## [TASK ITEM]
Would you return the data below exactly as it stands, with every picture left out?

-------- DATA LISTING --------

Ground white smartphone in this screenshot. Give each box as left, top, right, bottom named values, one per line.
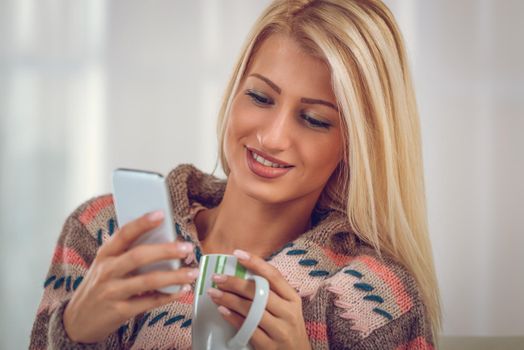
left=112, top=168, right=181, bottom=294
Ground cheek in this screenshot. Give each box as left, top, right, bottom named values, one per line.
left=226, top=99, right=266, bottom=145
left=224, top=99, right=258, bottom=160
left=301, top=134, right=343, bottom=177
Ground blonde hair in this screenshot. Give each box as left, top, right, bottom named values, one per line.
left=216, top=0, right=441, bottom=339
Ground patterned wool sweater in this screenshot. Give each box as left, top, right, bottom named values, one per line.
left=30, top=164, right=434, bottom=349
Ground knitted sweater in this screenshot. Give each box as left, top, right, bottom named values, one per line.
left=30, top=164, right=434, bottom=349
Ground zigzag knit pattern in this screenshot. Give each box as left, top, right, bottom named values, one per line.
left=29, top=164, right=434, bottom=349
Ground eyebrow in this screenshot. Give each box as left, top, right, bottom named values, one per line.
left=250, top=73, right=281, bottom=94
left=300, top=98, right=339, bottom=112
left=248, top=73, right=339, bottom=112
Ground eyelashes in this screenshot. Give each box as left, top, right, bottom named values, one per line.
left=245, top=89, right=272, bottom=106
left=301, top=114, right=331, bottom=129
left=244, top=89, right=332, bottom=130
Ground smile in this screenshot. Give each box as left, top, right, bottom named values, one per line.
left=251, top=151, right=291, bottom=168
left=245, top=147, right=294, bottom=179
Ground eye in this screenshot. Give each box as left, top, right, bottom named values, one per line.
left=245, top=89, right=273, bottom=107
left=301, top=113, right=331, bottom=129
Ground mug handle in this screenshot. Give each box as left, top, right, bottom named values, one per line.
left=227, top=275, right=270, bottom=349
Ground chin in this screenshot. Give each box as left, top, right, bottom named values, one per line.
left=233, top=168, right=322, bottom=207
left=232, top=171, right=292, bottom=204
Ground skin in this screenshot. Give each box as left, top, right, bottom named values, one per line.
left=196, top=33, right=344, bottom=350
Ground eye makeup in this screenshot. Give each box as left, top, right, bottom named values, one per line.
left=245, top=89, right=273, bottom=106
left=244, top=88, right=334, bottom=130
left=301, top=113, right=331, bottom=129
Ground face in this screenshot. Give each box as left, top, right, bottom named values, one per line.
left=224, top=33, right=343, bottom=206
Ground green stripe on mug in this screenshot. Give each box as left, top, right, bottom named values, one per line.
left=193, top=254, right=270, bottom=350
left=235, top=263, right=247, bottom=279
left=197, top=255, right=209, bottom=296
left=212, top=255, right=228, bottom=288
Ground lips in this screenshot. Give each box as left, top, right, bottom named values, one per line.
left=245, top=146, right=292, bottom=167
left=245, top=147, right=294, bottom=179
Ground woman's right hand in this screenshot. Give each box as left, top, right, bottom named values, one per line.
left=63, top=210, right=198, bottom=343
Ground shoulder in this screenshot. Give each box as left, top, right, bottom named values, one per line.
left=320, top=246, right=434, bottom=348
left=42, top=194, right=116, bottom=291
left=66, top=193, right=117, bottom=246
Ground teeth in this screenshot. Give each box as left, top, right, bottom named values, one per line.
left=252, top=152, right=288, bottom=168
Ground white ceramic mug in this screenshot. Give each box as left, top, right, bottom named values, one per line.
left=192, top=254, right=269, bottom=350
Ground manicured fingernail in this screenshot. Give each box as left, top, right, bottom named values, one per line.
left=233, top=249, right=250, bottom=261
left=217, top=305, right=231, bottom=316
left=181, top=284, right=191, bottom=293
left=187, top=268, right=200, bottom=279
left=176, top=242, right=193, bottom=253
left=146, top=210, right=164, bottom=222
left=207, top=287, right=223, bottom=298
left=212, top=274, right=227, bottom=283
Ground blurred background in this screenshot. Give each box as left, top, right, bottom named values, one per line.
left=1, top=0, right=523, bottom=348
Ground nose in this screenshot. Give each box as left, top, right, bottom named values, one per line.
left=256, top=106, right=294, bottom=152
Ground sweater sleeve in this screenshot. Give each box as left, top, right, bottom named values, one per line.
left=303, top=254, right=435, bottom=350
left=350, top=300, right=434, bottom=350
left=29, top=199, right=124, bottom=349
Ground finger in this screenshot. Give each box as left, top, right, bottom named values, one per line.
left=208, top=288, right=283, bottom=339
left=127, top=285, right=191, bottom=316
left=215, top=305, right=272, bottom=349
left=233, top=250, right=298, bottom=302
left=110, top=241, right=193, bottom=277
left=208, top=287, right=251, bottom=317
left=212, top=274, right=288, bottom=318
left=97, top=211, right=165, bottom=258
left=116, top=267, right=199, bottom=298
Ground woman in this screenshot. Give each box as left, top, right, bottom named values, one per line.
left=30, top=0, right=440, bottom=349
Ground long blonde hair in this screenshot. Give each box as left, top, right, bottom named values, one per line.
left=216, top=0, right=441, bottom=339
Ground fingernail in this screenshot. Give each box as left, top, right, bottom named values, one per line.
left=181, top=284, right=191, bottom=293
left=207, top=287, right=223, bottom=298
left=217, top=305, right=231, bottom=316
left=176, top=242, right=193, bottom=253
left=233, top=249, right=250, bottom=261
left=187, top=268, right=200, bottom=279
left=146, top=210, right=164, bottom=222
left=212, top=274, right=227, bottom=283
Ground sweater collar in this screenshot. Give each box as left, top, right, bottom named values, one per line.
left=166, top=164, right=358, bottom=257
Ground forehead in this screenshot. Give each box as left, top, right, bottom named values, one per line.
left=244, top=34, right=336, bottom=101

--------

## [OUTPUT OF THE EXERCISE]
Ground white smartphone in this screenshot. Give each box as left, top, right, bottom named values, one per line.
left=112, top=168, right=181, bottom=294
Ground cheek in this screenshot. Give each box as left, top, right, bottom named values, one per line.
left=226, top=99, right=266, bottom=145
left=224, top=99, right=258, bottom=160
left=301, top=134, right=343, bottom=177
Ground blonde hair in this screenshot. Give each box as left, top, right, bottom named values, one per line.
left=216, top=0, right=441, bottom=339
Ground patterned wool sweater in this screenshot. Give each box as left, top, right, bottom named values, one per line.
left=30, top=164, right=434, bottom=349
Ground knitted sweater in this screenshot. Give each box as left, top, right, bottom named values, one per line.
left=30, top=164, right=434, bottom=349
Ground zigzag knit pattern in this screenshot. Give each box as left, top, right, bottom named values, one per line.
left=29, top=164, right=434, bottom=349
Ground eyebrow in this screenshot. Give each box as left, top, right, bottom named values, one per line.
left=250, top=73, right=281, bottom=94
left=300, top=98, right=339, bottom=112
left=248, top=73, right=339, bottom=112
Ground eyelashes in this screenshot. Give each box as left, top, right, bottom named values, one per line.
left=245, top=89, right=272, bottom=106
left=301, top=114, right=331, bottom=129
left=244, top=89, right=332, bottom=130
Ground smile in this screenshot. Give each box as left, top, right, bottom named values, one per line.
left=251, top=151, right=291, bottom=168
left=245, top=147, right=294, bottom=179
Ground eye in this screenshot. Give each box as left, top, right, bottom named values, one per line.
left=245, top=89, right=273, bottom=107
left=301, top=113, right=331, bottom=129
Ground mug handle in this screenshot. Give each box as left, top, right, bottom named values, one per line.
left=227, top=275, right=270, bottom=349
Ground chin in this screenshot. Give each box as left, top, right, bottom named values, one per line.
left=233, top=168, right=322, bottom=207
left=232, top=171, right=292, bottom=204
Ground skin in this screenshot. Give each box as left, top, right, bottom named values, one per line.
left=196, top=33, right=344, bottom=350
Ground eye makeup in this screenshot. Give each box as left, top, right, bottom named values, one per line.
left=245, top=89, right=273, bottom=106
left=244, top=88, right=334, bottom=130
left=301, top=113, right=331, bottom=129
Ground face in this screenshot. Give each box as left, top, right, bottom named values, one per line.
left=224, top=33, right=343, bottom=206
Ground green stripe on mug in this screenshot. Give each box as left, top, right, bottom named values, one per line.
left=193, top=254, right=270, bottom=350
left=235, top=263, right=247, bottom=279
left=197, top=255, right=209, bottom=296
left=212, top=255, right=228, bottom=288
Ground lips in this screenshot. Give each box as left, top, right, bottom named values, one per line.
left=245, top=146, right=292, bottom=167
left=245, top=147, right=294, bottom=179
Ground woman's right hand in this screenshot. Give each box as left, top, right, bottom named values, one per line.
left=63, top=210, right=198, bottom=343
Ground shoulder in this screenshot. Give each box as left, top, right, bottom named values, one per line.
left=320, top=246, right=434, bottom=348
left=42, top=194, right=116, bottom=291
left=66, top=193, right=117, bottom=246
Ground teeth in this screenshot. Give each box as left, top, right, bottom named values, one per line.
left=252, top=152, right=288, bottom=168
Ground white ceramic mug in this screenshot. Give each box as left, top, right, bottom named values, one per line.
left=192, top=254, right=269, bottom=350
Ground manicured fingernail in this screenshot. Give each box as left, top, right, bottom named values, one per line.
left=233, top=249, right=250, bottom=261
left=217, top=305, right=231, bottom=316
left=181, top=284, right=191, bottom=293
left=187, top=268, right=200, bottom=279
left=176, top=242, right=193, bottom=253
left=146, top=210, right=164, bottom=222
left=207, top=287, right=223, bottom=298
left=212, top=274, right=227, bottom=283
Ground blurred background in this screenshot. Give each box as left, top, right, bottom named values, one per line.
left=1, top=0, right=523, bottom=348
Ground nose in this screenshot. Give each box as left, top, right, bottom named values, one per line.
left=256, top=106, right=294, bottom=152
Ground sweater sleeve in this screenshot. Give each box as left, top, right, bottom named values, one per line.
left=303, top=254, right=435, bottom=350
left=350, top=300, right=434, bottom=350
left=29, top=199, right=124, bottom=349
Ground finger in this screenshot. Give each box as left, top, right, bottom named values, one per line.
left=208, top=288, right=283, bottom=339
left=127, top=285, right=191, bottom=316
left=215, top=305, right=272, bottom=349
left=233, top=250, right=298, bottom=302
left=110, top=241, right=193, bottom=277
left=208, top=287, right=251, bottom=317
left=212, top=274, right=288, bottom=318
left=97, top=211, right=165, bottom=258
left=116, top=267, right=199, bottom=298
Ground woman in this screenshot. Give each box as left, top, right, bottom named values, one per line.
left=30, top=0, right=440, bottom=349
Ground long blonde hair in this screenshot. Give each box as left, top, right, bottom named values, one per line.
left=216, top=0, right=441, bottom=339
Ground fingernail in this screenshot. Give each box as left, top, right, bottom named values, one per line.
left=181, top=284, right=191, bottom=293
left=207, top=287, right=223, bottom=298
left=217, top=305, right=231, bottom=316
left=176, top=242, right=193, bottom=253
left=233, top=249, right=250, bottom=261
left=187, top=268, right=200, bottom=279
left=146, top=210, right=164, bottom=222
left=212, top=274, right=227, bottom=283
Ground sweater collar in this screenshot. Give each box as left, top, right, bottom named values, one per line.
left=166, top=164, right=358, bottom=257
Ground forehead in this screenshot. Give each box as left, top, right, bottom named values, one per line.
left=244, top=34, right=336, bottom=101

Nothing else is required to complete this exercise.